— Start PROVIDED RECORDS —

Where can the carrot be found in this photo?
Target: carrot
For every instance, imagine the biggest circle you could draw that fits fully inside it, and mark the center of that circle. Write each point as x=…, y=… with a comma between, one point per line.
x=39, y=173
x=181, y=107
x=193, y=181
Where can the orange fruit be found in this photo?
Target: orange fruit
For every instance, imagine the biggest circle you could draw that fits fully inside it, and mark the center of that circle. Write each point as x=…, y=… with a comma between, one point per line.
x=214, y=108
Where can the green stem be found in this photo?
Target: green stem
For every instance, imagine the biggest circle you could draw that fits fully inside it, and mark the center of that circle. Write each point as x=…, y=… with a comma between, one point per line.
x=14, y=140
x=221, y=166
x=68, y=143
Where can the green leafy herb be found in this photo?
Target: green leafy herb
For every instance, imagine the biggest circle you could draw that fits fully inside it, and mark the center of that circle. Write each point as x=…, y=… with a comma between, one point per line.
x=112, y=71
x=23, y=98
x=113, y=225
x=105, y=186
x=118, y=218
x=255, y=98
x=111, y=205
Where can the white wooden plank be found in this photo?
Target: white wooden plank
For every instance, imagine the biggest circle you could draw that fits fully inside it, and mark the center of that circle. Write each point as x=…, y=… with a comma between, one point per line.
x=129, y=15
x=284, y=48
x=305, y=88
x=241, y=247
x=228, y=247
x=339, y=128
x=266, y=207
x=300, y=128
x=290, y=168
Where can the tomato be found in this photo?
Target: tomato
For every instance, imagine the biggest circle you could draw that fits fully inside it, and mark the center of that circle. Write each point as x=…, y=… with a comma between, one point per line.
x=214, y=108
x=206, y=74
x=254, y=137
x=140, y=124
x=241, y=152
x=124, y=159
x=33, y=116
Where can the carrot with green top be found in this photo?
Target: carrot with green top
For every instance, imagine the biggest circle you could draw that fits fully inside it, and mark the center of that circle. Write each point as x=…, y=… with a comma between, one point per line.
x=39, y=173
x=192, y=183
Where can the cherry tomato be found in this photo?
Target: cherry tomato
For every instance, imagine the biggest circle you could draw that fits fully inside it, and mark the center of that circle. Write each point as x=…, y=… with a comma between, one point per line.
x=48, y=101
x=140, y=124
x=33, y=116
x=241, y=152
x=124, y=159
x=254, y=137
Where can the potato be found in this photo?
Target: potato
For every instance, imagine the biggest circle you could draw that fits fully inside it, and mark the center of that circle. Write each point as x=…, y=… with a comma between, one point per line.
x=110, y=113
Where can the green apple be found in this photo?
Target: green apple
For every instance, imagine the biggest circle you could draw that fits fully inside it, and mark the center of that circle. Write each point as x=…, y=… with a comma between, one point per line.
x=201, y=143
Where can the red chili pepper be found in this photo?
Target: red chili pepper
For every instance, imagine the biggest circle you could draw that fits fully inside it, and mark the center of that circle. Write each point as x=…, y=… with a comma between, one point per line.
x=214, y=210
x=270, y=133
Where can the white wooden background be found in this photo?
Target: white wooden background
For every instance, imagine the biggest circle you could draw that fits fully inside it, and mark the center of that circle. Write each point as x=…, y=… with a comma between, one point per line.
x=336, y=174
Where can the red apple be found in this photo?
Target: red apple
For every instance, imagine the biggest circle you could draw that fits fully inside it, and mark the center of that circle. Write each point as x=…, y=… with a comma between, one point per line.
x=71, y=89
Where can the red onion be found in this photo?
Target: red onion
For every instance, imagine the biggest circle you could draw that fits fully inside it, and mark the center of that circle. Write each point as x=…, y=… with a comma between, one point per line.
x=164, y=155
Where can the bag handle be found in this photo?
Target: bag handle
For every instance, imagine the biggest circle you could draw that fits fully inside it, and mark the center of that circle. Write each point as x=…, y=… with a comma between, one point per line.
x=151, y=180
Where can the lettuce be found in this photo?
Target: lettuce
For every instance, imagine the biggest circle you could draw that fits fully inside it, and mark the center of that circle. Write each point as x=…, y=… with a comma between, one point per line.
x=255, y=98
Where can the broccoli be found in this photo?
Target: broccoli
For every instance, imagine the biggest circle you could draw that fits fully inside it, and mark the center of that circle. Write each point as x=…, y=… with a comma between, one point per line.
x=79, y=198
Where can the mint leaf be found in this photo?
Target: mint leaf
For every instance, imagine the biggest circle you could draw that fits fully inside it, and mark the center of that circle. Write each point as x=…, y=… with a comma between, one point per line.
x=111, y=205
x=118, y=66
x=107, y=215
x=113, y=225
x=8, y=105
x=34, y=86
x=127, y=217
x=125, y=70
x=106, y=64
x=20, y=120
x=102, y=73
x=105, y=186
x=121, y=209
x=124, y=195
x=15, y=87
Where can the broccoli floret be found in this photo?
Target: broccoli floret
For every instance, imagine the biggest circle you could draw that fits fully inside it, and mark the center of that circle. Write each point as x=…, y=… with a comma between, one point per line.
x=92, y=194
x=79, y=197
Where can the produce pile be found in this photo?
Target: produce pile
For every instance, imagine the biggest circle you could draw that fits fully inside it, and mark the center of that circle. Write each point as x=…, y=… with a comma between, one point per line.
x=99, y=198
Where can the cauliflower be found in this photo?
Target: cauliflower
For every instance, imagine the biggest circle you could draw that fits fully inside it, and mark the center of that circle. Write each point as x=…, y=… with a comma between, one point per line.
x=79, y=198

— End PROVIDED RECORDS —

STATED TASK.
Write out, unchanged, the part of the entries that starts with the line containing "Where can the lettuce be found in this photo?" and ends with the line containing "x=99, y=198", including both of those lines.

THE RESPONSE.
Where can the lettuce be found in this photo?
Target: lettuce
For every instance, imagine the biggest circle you could draw that fits fully inside it, and mark the center of that circle. Write each point as x=…, y=… with a comma between, one point per line.
x=255, y=98
Where can the broccoli be found in this photo?
Target: broccoli
For every instance, imagine the biggest circle you could draw that fits fully inside it, and mark the center of that circle. Write each point as x=…, y=… with a comma between, one point per line.
x=79, y=198
Where can the mint leaf be found in this photo?
Target: mint leaf
For every instance, imagine the biggest circle you could draw that fits fully inside it, and mark the center of that circle. Write each point as x=…, y=… with a comma between, one point per line.
x=111, y=205
x=118, y=66
x=107, y=215
x=113, y=225
x=8, y=105
x=34, y=86
x=127, y=217
x=125, y=70
x=106, y=64
x=20, y=120
x=102, y=73
x=105, y=186
x=121, y=209
x=124, y=195
x=15, y=87
Where can the broccoli floret be found in this photo?
Target: broccoli floret
For every instance, imagine the biggest circle you could draw that fits fully inside it, and mark the center of that circle. Write each point as x=…, y=… with a comma between, one point per line.
x=92, y=194
x=79, y=197
Where can the produce pile be found in this photo?
Target: produce pile
For every instance, imagine the biggest circle you could draw that fits fully inside it, and mark the center of that circle. Write each point as x=…, y=… with a comma between, one point per line.
x=99, y=198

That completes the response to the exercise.